Calculate how many lines in the following records hold the word "microphone", and report that number without comment.

*** Exercise inputs Section Begins ***

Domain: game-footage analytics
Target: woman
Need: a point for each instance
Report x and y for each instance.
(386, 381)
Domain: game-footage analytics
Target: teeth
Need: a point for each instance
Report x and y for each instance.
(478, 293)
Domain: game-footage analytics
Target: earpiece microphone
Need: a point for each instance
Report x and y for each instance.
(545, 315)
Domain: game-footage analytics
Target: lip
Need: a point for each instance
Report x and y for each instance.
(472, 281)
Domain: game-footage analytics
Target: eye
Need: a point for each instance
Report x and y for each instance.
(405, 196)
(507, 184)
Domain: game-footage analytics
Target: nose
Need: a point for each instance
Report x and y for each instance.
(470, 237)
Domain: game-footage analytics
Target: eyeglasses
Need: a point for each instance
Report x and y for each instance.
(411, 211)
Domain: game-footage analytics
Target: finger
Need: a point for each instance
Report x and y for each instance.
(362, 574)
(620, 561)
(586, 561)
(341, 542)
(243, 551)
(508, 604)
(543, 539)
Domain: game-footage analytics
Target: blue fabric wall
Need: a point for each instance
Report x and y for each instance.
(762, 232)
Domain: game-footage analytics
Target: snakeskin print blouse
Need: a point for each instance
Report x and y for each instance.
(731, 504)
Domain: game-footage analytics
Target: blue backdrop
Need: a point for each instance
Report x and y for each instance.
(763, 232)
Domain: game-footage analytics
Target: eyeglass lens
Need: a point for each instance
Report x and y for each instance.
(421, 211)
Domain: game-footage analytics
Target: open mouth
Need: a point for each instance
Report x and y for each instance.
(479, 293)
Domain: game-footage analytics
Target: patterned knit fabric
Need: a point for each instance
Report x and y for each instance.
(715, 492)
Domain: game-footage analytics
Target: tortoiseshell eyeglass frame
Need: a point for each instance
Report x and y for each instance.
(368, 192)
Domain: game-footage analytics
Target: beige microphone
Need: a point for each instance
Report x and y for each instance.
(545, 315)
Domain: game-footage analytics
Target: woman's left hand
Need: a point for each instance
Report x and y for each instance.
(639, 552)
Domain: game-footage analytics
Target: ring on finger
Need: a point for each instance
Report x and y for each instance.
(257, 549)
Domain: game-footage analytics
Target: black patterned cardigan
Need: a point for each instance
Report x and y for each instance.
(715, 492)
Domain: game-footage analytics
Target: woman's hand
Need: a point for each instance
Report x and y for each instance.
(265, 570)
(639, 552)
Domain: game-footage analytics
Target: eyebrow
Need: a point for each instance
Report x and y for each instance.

*** Exercise inputs Section Ends ***

Answer to this exercise:
2